| Exercise instructions |
Working from the line that contains "If you could tag each instance of the long" to the final line, transcribe each line exactly. No pictures belong in the copy.

_ _ _ _ _ _ _

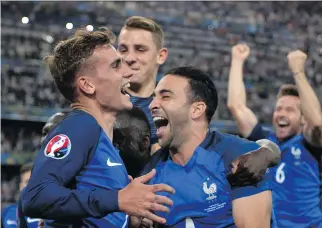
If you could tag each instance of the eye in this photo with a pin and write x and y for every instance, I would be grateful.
(117, 64)
(122, 49)
(166, 97)
(140, 49)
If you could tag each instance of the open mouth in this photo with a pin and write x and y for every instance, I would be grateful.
(283, 123)
(160, 123)
(126, 85)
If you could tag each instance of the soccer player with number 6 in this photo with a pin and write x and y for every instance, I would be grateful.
(297, 120)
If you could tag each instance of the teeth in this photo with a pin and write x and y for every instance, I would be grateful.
(126, 85)
(158, 118)
(282, 122)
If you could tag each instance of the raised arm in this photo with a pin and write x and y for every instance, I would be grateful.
(245, 118)
(310, 104)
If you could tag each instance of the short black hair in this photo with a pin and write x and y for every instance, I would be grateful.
(202, 87)
(131, 135)
(134, 117)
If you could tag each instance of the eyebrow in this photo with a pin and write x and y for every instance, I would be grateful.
(116, 61)
(162, 91)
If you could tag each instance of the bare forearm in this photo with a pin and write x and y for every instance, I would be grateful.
(236, 86)
(310, 104)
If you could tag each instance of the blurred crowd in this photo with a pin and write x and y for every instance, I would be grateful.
(202, 38)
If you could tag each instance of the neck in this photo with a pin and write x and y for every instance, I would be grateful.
(104, 118)
(145, 89)
(182, 154)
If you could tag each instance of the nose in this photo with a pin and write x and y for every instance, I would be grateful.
(154, 105)
(127, 71)
(130, 58)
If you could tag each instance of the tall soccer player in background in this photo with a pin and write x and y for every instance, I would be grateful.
(297, 120)
(196, 160)
(79, 178)
(140, 43)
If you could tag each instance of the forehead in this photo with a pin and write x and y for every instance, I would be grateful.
(132, 36)
(288, 101)
(104, 54)
(174, 83)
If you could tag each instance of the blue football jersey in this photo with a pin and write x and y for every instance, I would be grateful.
(296, 182)
(11, 220)
(81, 172)
(203, 195)
(143, 103)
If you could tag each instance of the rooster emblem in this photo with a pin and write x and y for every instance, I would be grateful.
(58, 147)
(210, 191)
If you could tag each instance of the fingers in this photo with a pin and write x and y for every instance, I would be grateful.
(162, 188)
(146, 222)
(158, 207)
(145, 178)
(163, 200)
(149, 215)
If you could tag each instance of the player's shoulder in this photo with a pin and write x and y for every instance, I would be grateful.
(9, 211)
(232, 142)
(78, 126)
(78, 122)
(79, 119)
(160, 155)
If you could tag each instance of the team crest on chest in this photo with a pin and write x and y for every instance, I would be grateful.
(58, 147)
(210, 190)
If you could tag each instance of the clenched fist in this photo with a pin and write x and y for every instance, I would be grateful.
(296, 61)
(240, 52)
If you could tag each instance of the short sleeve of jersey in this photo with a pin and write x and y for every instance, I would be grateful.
(258, 133)
(68, 147)
(66, 150)
(236, 147)
(8, 216)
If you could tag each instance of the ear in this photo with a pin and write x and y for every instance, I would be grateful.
(146, 142)
(163, 54)
(85, 85)
(303, 121)
(198, 109)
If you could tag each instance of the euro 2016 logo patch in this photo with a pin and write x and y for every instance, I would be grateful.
(58, 147)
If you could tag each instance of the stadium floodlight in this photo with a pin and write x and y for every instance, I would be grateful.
(69, 25)
(25, 20)
(89, 27)
(49, 39)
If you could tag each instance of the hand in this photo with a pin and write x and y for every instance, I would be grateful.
(41, 223)
(139, 199)
(240, 52)
(136, 222)
(296, 61)
(250, 168)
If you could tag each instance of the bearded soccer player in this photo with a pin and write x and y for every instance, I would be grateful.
(140, 43)
(78, 177)
(196, 160)
(297, 120)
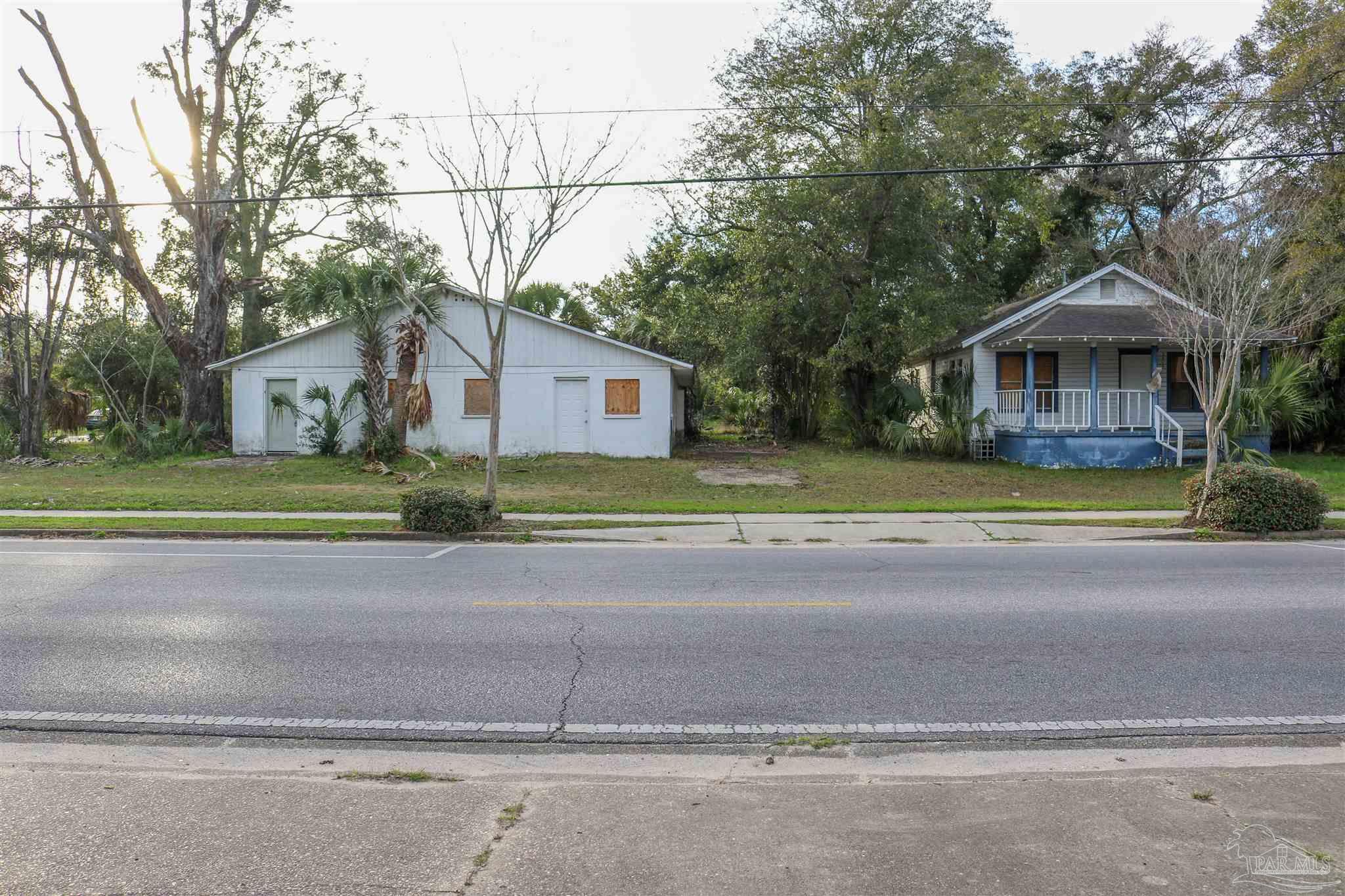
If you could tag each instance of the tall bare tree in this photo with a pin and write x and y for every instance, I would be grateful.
(108, 230)
(43, 265)
(505, 230)
(1235, 293)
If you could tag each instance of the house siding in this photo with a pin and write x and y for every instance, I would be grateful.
(536, 355)
(1074, 356)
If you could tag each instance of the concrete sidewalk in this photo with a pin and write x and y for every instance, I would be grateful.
(717, 530)
(125, 815)
(632, 517)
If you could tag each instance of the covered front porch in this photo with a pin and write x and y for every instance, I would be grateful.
(1097, 400)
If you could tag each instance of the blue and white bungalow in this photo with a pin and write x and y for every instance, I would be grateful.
(1083, 377)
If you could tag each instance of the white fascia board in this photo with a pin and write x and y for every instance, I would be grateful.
(462, 293)
(1039, 305)
(231, 362)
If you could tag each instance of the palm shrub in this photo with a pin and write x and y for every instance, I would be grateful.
(1250, 498)
(953, 423)
(903, 419)
(372, 344)
(363, 293)
(324, 427)
(744, 409)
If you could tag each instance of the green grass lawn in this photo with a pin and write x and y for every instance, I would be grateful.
(831, 480)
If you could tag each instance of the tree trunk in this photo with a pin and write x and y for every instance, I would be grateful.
(405, 370)
(202, 396)
(1212, 431)
(493, 448)
(252, 327)
(30, 429)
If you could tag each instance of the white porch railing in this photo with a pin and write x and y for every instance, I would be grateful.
(1125, 409)
(1011, 409)
(1169, 433)
(1060, 410)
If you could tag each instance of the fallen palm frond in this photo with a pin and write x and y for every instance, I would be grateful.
(403, 479)
(47, 461)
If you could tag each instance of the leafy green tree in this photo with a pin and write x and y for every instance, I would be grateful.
(843, 278)
(1162, 98)
(41, 268)
(115, 351)
(552, 300)
(209, 37)
(678, 299)
(1296, 56)
(294, 125)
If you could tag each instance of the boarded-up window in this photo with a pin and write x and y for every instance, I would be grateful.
(477, 398)
(623, 396)
(1181, 394)
(1011, 371)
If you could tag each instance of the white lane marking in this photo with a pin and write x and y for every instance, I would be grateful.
(677, 729)
(186, 554)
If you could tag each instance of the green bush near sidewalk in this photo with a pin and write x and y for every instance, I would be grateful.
(1248, 498)
(433, 508)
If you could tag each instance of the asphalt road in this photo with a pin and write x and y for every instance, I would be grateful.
(903, 633)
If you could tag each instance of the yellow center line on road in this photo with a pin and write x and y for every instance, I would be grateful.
(661, 603)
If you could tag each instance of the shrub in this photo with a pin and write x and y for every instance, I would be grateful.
(1248, 498)
(433, 508)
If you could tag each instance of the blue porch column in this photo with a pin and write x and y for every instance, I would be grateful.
(1153, 396)
(1029, 385)
(1093, 389)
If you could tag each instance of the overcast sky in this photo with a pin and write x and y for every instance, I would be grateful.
(573, 55)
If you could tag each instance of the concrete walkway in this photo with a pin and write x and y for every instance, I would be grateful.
(721, 530)
(643, 517)
(210, 815)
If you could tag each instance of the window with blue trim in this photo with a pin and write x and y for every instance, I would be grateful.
(1181, 393)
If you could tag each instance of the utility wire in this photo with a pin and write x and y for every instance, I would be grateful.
(650, 110)
(684, 182)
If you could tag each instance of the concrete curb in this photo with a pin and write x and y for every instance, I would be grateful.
(1189, 535)
(259, 535)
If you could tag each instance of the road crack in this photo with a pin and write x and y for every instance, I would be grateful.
(564, 711)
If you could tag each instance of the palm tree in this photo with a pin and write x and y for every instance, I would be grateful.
(324, 427)
(362, 293)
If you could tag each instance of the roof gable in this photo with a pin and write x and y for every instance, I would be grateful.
(1030, 308)
(458, 295)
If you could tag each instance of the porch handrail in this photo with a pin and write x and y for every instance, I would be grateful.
(1125, 409)
(1169, 433)
(1011, 409)
(1061, 409)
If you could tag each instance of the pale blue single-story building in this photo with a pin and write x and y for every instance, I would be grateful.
(1082, 377)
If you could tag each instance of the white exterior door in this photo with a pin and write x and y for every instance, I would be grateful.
(1134, 377)
(572, 416)
(282, 425)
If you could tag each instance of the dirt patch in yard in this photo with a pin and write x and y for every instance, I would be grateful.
(234, 463)
(748, 476)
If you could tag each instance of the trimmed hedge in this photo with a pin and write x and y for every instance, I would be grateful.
(433, 508)
(1248, 498)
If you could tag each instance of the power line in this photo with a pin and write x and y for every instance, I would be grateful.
(650, 110)
(685, 182)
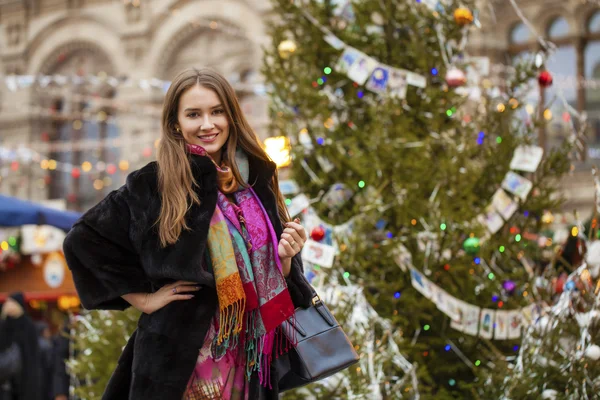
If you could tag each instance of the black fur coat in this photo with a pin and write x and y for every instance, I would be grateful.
(114, 250)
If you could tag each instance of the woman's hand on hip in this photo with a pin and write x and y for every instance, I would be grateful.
(292, 240)
(151, 302)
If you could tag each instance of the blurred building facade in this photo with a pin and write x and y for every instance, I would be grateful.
(76, 134)
(574, 27)
(101, 126)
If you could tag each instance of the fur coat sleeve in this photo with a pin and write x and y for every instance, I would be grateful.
(101, 257)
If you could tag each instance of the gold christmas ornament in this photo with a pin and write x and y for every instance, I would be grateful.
(286, 48)
(463, 16)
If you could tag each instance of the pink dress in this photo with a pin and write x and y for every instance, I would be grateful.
(218, 379)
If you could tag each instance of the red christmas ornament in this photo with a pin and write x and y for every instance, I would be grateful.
(545, 79)
(455, 77)
(317, 234)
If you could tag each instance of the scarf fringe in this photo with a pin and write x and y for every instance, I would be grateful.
(231, 321)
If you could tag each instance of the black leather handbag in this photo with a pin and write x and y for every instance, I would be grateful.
(322, 349)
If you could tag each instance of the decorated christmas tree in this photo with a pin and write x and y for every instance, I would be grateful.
(98, 338)
(417, 172)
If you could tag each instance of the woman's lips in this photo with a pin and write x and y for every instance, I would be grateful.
(208, 138)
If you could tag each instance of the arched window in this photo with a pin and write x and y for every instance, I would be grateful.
(594, 23)
(520, 34)
(559, 28)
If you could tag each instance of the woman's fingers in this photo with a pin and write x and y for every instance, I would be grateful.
(295, 236)
(298, 228)
(178, 283)
(187, 288)
(181, 297)
(289, 250)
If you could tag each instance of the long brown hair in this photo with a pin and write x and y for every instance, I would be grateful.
(175, 180)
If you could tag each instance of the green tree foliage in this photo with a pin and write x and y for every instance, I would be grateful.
(421, 167)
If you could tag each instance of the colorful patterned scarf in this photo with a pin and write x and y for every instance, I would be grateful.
(252, 293)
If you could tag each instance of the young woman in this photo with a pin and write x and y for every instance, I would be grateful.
(199, 241)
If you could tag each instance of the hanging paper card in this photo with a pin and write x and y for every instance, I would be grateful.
(402, 257)
(54, 270)
(461, 309)
(440, 298)
(397, 83)
(318, 253)
(298, 204)
(326, 165)
(514, 324)
(416, 80)
(501, 327)
(527, 158)
(471, 322)
(348, 58)
(477, 68)
(362, 68)
(334, 41)
(288, 186)
(492, 220)
(420, 283)
(337, 195)
(486, 323)
(378, 82)
(530, 313)
(343, 8)
(517, 185)
(504, 204)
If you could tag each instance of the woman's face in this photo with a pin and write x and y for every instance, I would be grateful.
(202, 120)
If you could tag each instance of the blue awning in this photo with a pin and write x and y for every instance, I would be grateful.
(17, 212)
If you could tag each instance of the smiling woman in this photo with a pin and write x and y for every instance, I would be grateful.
(202, 244)
(202, 120)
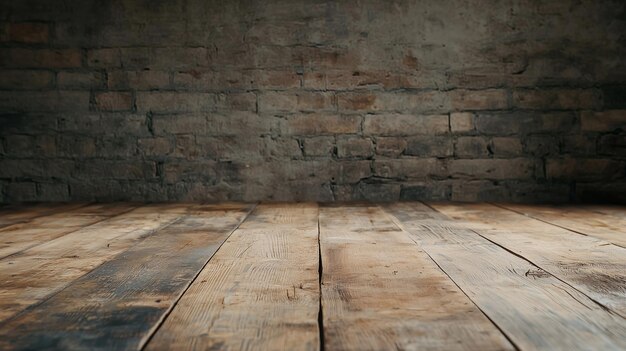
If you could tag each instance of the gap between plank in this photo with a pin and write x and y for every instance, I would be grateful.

_ _ _ _ _ _ _

| Result for this exercise |
If you could tag each instance of the long brown hair in this photo with a pin and write x and y for every instance, I would be grateful.
(175, 180)
If you could tag each instance of the green tree foliage in this photo with a pin and write x and y for every instance, I would be grateful.
(421, 167)
If you could tag each instance of the colorful patterned scarf in this photo with a pin and write x and y for every instance, I would be grateful.
(252, 293)
If you could tag each instance of the young woman in this photo with a pin and write x and y for every instance, I would be grateful.
(199, 241)
If you could tag each instance of the hanging paper card in this photo with a pin and write x and y for every instance, I would be grateful.
(402, 257)
(54, 270)
(461, 309)
(440, 298)
(397, 83)
(318, 253)
(298, 204)
(326, 165)
(514, 324)
(416, 80)
(501, 327)
(527, 158)
(471, 322)
(348, 58)
(477, 68)
(362, 68)
(334, 41)
(288, 186)
(492, 220)
(420, 283)
(337, 195)
(486, 323)
(378, 82)
(530, 313)
(343, 8)
(517, 185)
(504, 204)
If you could tag each instance of the woman's face in this photo with a pin and write x and y for every instance, I would be grateful.
(202, 120)
If you could tag each instance of the blue awning in this photo with a pin and write x and y for every instance, I would be grateful.
(17, 212)
If you could tag each instance of the smiling woman in this photo with a pin and write x and y for every instance, I would be grateful.
(202, 244)
(202, 120)
If you could tag each instance of the gap between plank in this photo with a pin and write x and y for every instance, I would be grateful.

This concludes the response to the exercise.